On Wed, Jul 28, 2004 at 05:21:58PM -0500, Brent Casavant wrote:
> With Hugh's fix, the problem has now moved to other areas -- I consider
> the stat_lock issue solved. Now I'm running up against the shmem_inode_info
> lock field. A per-CPU structure isn't appropriate here because what it's
> mostly protecting is the inode swap entries, and that isn't at all amenable
> to a per-CPU breakdown (i.e. this is real data, not statistics).
This does look like it needs ad hoc methods for each of the various
fields.
On Wed, Jul 28, 2004 at 05:21:58PM -0500, Brent Casavant wrote:
> The "obvious" fix is to morph the code so that the swap entries can be
> updated in parallel to eachother and in parallel to the other miscellaneous
> fields in the shmem_inode_info structure. But this would be one *nasty*
> piece of work to accomplish, much less accomplish cleanly and correctly.

▶ _Stated problem 1_
From the entries, render the lines as a numbered list, starting with the line that contains "where the broken" and going on through the line that contains "556;142;728;229". Omit any blank lines.

▶ _Records supplied_
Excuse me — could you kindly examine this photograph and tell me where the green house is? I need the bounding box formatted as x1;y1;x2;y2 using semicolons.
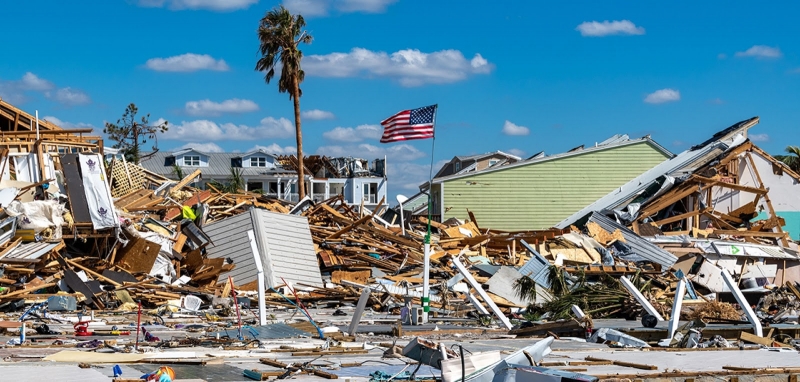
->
431;135;673;231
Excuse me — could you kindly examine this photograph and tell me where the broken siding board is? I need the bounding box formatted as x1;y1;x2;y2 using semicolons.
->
252;209;322;286
203;213;258;283
589;212;678;269
442;142;667;231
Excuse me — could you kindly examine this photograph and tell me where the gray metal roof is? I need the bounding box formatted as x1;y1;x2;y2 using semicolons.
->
433;137;675;183
140;150;297;179
589;212;678;270
556;142;728;229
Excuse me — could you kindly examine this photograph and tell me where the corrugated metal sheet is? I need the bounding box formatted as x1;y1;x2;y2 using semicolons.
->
210;323;311;340
434;140;668;231
648;235;798;260
519;240;550;289
0;364;111;382
250;208;323;287
203;213;258;283
0;242;58;261
556;142;727;229
589;212;678;270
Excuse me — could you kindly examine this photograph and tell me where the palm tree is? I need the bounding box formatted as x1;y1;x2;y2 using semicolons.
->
775;146;800;172
256;5;313;199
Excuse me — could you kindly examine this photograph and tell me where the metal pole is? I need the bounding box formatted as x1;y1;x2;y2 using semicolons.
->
418;104;439;324
422;242;431;324
228;275;244;340
399;202;406;236
135;301;142;351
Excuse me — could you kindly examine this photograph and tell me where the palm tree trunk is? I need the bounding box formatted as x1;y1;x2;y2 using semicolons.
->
292;76;306;200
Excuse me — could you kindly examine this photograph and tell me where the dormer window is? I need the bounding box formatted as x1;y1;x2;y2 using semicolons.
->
183;155;200;167
250;157;267;167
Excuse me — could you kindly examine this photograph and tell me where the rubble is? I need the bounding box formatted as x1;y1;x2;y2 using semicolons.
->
0;100;800;381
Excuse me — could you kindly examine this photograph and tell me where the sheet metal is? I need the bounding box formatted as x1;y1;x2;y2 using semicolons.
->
589;212;678;270
211;323;311;340
0;242;58;262
519;240;550;289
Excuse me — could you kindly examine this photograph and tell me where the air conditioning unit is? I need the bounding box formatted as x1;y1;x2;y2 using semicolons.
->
411;306;423;325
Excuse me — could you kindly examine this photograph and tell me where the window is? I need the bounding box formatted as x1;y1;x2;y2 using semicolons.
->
268;182;283;195
247;182;264;192
250;157;267;167
363;183;378;204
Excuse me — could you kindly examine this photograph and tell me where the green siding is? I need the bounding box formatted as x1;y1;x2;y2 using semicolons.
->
437;142;668;231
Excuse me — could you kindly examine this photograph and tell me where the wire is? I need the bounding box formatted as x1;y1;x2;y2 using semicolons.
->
269;287;325;340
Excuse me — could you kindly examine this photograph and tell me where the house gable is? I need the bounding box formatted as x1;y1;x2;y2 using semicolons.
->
173;149;208;167
241;151;276;168
434;140;669;230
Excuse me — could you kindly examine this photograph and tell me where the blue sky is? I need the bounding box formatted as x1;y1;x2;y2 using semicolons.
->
0;0;800;199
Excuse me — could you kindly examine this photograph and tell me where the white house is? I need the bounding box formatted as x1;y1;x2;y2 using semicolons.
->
141;148;388;208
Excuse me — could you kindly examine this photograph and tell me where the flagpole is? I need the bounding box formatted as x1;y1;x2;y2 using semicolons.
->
422;104;439;324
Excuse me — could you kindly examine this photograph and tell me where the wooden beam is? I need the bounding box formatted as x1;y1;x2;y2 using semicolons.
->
172;168;202;190
653;210;705;226
697;176;767;194
714;229;786;239
586;356;658;370
746;152;789;248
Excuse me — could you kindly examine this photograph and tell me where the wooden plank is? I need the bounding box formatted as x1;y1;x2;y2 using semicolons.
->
747;153;789;247
61;154;92;223
164;190;211;221
714;229;786;239
586;356;658;370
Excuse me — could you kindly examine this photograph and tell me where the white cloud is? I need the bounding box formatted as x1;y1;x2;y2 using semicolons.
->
506;149;525;158
644;89;681;103
317;143;426;162
387;158;432;191
163;117;294;141
172;142;225;153
0;72;92;106
45;87;92;106
575;20;644;37
185;98;258;116
300;109;336;121
303;48;494;87
42;116;95;129
322;125;383;142
503;120;531;135
139;0;258;12
283;0;397;17
247;143;296;155
19;72;55;91
736;45;783;58
144;53;230;72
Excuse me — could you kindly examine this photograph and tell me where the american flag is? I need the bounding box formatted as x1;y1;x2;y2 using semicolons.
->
381;105;437;143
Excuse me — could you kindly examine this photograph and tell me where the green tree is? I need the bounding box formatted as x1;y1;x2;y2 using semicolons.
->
103;103;169;164
775;146;800;172
256;5;313;199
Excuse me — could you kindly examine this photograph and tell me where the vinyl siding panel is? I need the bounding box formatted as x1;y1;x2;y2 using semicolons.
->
254;209;322;287
203;213;258;284
443;142;667;230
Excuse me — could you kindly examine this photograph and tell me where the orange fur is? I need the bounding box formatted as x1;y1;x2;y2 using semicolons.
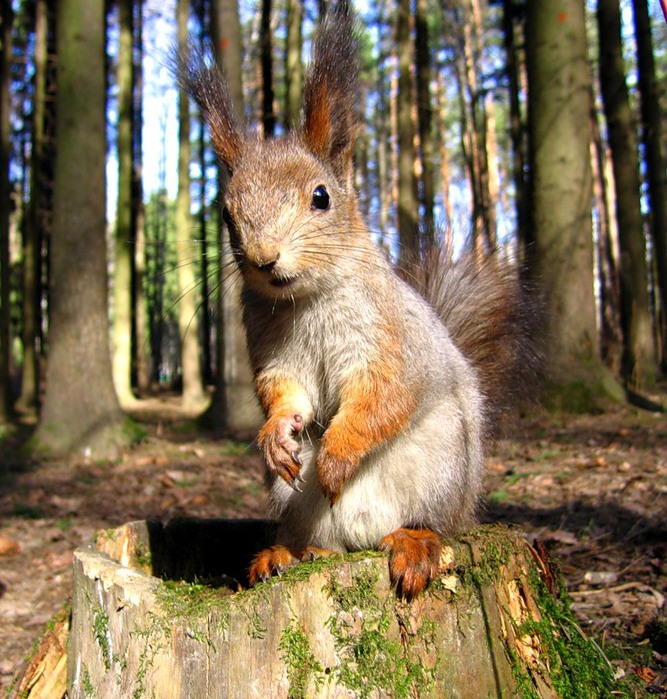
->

▶ _Stated problem 2_
Continue the mailing-list discussion of shmem_inode_info locking from the point where it stops.

▶ _Final result 1_
1. Excuse me — could you kindly examine this photograph and tell me where the broken siding board is? I need the bounding box formatted as x1;y1;x2;y2 using semicolons.
2. ->
3. 252;209;322;286
4. 203;213;258;283
5. 589;212;678;269
6. 442;142;667;231
7. Excuse me — could you kindly examine this photograph and tell me where the gray metal roof is? I need the bounding box formatted as x1;y1;x2;y2 using semicolons.
8. ->
9. 433;137;675;183
10. 140;150;297;179
11. 589;212;678;270
12. 556;142;728;229

▶ _Final result 2_
> I'm pretty sure my Linux skillset isn't up to the task, though it hasn't
> kept me from trying. On the upside I don't think it would significantly
> impact performance on low processor-count systems, if we can manage to
> do it at all.
> I'm kind of hoping for a fairy godmother to drop in, wave her magic wand,
> and say "Here's the quick and easy and obviously correct solution". But
> what're the chances of that :).
This may actually have some positive impact on highly kernel-intensive
low processor count database workloads (where kernel intensiveness makes
up for the reduced processor count vs. the usual numerical applications
at high processor counts on SGI systems). At the moment a number of
stability issues have piled up that I need to take care of, but I would
be happy to work with you on devising methods of addressing this when
those clear up, which should be by the end of this week.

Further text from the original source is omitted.